Source code for machin.frame.algorithms.impala

from typing import Union, Dict, List, Tuple, Callable, Any
import numpy as np
import torch as t
import torch.nn as nn

from machin.frame.buffers.buffer_d import Transition, DistributedBuffer
from machin.model.nets.base import NeuralNetworkModule
from .base import TorchFramework
from .utils import safe_call

from machin.parallel.server import PushPullModelServer
from machin.parallel.distributed import RpcGroup


def _make_tensor_from_batch(batch: List[Any], device, concatenate):
    """
    Used to convert compact every attribute of every step of a whole episode
    into a single tensor.

    Args:
        batch: A list of tensor or scalar. If elements are tensors, they will
            be concatenated in dimension 0.
        device: Device to move tensors to.
        concatenate: Whether to perform concatenation or not, only True
            for major and sub attributes in ``Transition``.

    Returns:
        A tensor if ``concatenate`` is ``True``, otherwise the original List.
    """
    if len(batch) == 0:
        return None
    if concatenate:
        item = batch[0]
        batch_size = len(batch)
        if t.is_tensor(item):
            return t.cat([it.to(device) for it in batch], dim=0).to(device)
        else:
            return t.tensor(batch, device=device).view(batch_size, -1)
    else:
        return batch


[docs]class EpisodeTransition(Transition):
    """
    A transition class which allows storing the whole episode as a
    single transition object, the batch dimension will be used to
    stack all transition steps.
    """
    def _check_validity(self):
        """
        Disable checking for batch size in the base :class:`.Transition`
        """
        super(Transition, self)._check_validity()


[docs]class EpisodeDistributedBuffer(DistributedBuffer):
    """
    A distributed buffer which stores each episode as a transition
    object inside the buffer.
    """
[docs]    def append(self, transition: Dict,
               required_attrs=("state", "action", "next_state",
                               "reward", "terminal", "action_log_prob")):
        transition = EpisodeTransition(**transition)
        super(EpisodeDistributedBuffer, self)\
            .append(transition, required_attrs=required_attrs)


[docs]class IMPALA(TorchFramework):
    """
    Massively parallel IMPALA framework.
    """

    _is_top = ["actor", "critic"]
    _is_restorable = ["actor", "critic"]

    def __init__(self,
                 actor: Union[NeuralNetworkModule, nn.Module],
                 critic: Union[NeuralNetworkModule, nn.Module],
                 optimizer: Callable,
                 criterion: Callable,
                 impala_group: RpcGroup,
                 model_server: Tuple[PushPullModelServer],
                 *_,
                 lr_scheduler: Callable = None,
                 lr_scheduler_args: Tuple[Tuple, Tuple] = (),
                 lr_scheduler_kwargs: Tuple[Dict, Dict] = (),
                 batch_size: int = 5,
                 learning_rate: float = 0.001,
                 isw_clip_c: float = 1.0,
                 isw_clip_rho: float = 1.0,
                 entropy_weight: float = None,
                 value_weight: float = 0.5,
                 gradient_max: float = np.inf,
                 discount: float = 0.99,
                 replay_size: int = 500,
                 visualize: bool = False,
                 **__):
        """

- - - -

#### [DIRECTIVE 1]
From the records below, extract each line that contains the string "paved".

#### [EXCERPTED DATA]
- - - -

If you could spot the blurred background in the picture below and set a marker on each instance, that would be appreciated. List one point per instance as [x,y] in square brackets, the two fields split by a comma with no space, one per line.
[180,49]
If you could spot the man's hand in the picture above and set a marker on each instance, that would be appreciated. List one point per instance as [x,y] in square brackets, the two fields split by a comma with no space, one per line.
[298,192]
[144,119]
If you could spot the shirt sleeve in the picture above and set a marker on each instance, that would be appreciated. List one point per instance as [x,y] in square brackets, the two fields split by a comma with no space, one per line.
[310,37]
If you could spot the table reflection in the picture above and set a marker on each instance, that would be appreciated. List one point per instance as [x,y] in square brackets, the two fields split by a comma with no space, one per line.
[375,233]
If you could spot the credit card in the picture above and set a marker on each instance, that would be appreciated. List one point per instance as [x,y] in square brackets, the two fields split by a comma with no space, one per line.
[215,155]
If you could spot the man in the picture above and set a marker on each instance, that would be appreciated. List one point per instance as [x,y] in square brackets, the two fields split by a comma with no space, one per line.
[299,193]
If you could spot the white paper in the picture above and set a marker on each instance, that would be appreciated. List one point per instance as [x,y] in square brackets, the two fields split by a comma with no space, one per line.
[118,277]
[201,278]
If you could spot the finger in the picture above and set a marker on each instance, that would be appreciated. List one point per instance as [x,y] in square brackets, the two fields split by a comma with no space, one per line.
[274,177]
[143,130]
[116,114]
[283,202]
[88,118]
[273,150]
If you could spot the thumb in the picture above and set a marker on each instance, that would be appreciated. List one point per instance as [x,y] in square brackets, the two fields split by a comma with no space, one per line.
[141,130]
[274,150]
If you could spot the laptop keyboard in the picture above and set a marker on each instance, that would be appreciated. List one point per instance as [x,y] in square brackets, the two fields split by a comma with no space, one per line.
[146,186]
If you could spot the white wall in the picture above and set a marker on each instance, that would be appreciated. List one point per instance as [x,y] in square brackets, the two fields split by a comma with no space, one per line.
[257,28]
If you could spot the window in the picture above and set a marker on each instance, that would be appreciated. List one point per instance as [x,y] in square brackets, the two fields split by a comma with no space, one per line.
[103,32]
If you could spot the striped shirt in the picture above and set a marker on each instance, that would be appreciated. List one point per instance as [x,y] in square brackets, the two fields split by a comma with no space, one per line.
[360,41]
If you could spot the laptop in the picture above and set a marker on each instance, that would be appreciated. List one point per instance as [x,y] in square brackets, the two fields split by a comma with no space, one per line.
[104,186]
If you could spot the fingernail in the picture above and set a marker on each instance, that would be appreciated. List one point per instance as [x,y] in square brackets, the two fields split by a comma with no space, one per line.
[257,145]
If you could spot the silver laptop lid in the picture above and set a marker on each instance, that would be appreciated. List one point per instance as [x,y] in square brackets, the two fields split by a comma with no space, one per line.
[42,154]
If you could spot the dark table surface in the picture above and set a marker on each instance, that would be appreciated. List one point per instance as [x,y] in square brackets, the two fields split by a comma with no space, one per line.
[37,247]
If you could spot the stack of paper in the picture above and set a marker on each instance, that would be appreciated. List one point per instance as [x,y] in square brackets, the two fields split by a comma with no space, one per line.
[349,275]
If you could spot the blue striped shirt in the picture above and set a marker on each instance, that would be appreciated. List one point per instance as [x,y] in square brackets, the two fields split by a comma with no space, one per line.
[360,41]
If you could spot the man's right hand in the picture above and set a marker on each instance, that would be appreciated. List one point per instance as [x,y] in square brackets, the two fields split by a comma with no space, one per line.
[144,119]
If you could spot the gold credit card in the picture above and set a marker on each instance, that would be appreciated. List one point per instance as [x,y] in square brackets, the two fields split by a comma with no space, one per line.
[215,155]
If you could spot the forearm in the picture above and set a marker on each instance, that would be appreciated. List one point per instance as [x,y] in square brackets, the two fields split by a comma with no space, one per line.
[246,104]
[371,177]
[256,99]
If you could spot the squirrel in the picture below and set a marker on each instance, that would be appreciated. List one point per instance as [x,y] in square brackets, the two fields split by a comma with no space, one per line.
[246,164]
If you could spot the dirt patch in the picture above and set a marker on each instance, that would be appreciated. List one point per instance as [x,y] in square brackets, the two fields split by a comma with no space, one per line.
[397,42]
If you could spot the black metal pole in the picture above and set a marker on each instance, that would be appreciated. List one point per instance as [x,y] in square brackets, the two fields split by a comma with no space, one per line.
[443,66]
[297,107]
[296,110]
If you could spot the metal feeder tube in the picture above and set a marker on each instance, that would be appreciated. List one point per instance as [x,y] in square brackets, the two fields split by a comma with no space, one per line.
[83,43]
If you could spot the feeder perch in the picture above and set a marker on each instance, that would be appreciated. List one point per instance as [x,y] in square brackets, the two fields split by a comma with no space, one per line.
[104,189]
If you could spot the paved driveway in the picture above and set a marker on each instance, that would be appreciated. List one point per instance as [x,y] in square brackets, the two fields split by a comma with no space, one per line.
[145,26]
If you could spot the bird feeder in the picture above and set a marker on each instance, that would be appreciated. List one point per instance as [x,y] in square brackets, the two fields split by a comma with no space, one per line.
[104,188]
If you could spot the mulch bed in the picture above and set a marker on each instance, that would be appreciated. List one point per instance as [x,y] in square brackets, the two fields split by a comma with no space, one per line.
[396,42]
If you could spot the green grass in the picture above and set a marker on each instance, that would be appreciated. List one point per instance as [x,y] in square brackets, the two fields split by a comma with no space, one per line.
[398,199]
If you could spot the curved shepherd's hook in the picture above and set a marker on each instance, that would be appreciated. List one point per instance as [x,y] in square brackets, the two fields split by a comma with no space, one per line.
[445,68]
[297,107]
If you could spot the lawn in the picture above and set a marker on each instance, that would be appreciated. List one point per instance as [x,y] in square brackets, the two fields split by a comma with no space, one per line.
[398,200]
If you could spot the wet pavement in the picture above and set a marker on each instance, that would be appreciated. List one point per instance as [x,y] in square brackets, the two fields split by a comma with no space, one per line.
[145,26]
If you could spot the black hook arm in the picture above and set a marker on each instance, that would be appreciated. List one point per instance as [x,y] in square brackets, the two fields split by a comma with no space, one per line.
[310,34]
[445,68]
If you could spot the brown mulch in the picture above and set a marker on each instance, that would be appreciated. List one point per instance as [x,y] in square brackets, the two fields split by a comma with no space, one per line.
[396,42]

- - - -

#### [DIRECTIVE 2]
Carry on writing the IMPALA source code above, picking up right after its final line.

#### [WRITTEN ANSWER 1]
If you could spot the paved driveway in the picture above and set a marker on each instance, that would be appreciated. List one point per instance as [x,y] in square brackets, the two fields split by a comma with no space, one per line.

#### [WRITTEN ANSWER 2]
        Note:
            Please make sure isw_clip_rho >= isw_clip_c
        Args:
            actor: Actor network module.
            critic: Critic network module.
            optimizer: Optimizer used to optimize ``actor`` and ``critic``.
            criterion: Criterion used to evaluate the value loss.
            impala_group: Group of all processes using the IMPALA framework,
                including all samplers and trainers.
            model_server: Custom model sync server accessor for ``actor``.
            lr_scheduler: Learning rate scheduler of ``optimizer``.
            lr_scheduler_args: Arguments of the learning rate scheduler.
            lr_scheduler_kwargs: Keyword arguments of the learning
                rate scheduler.
            batch_size: Batch size used during training.
            learning_rate: Learning rate of the optimizer, not compatible with
                ``lr_scheduler``.
            isw_clip_c: :math:`c` used in importance weight clipping.
            isw_clip_rho:
            entropy_weight: Weight of entropy in your loss function, a positive
                entropy weight will minimize entropy, while a negative one will
                maximize entropy.
            value_weight: Weight of critic value loss.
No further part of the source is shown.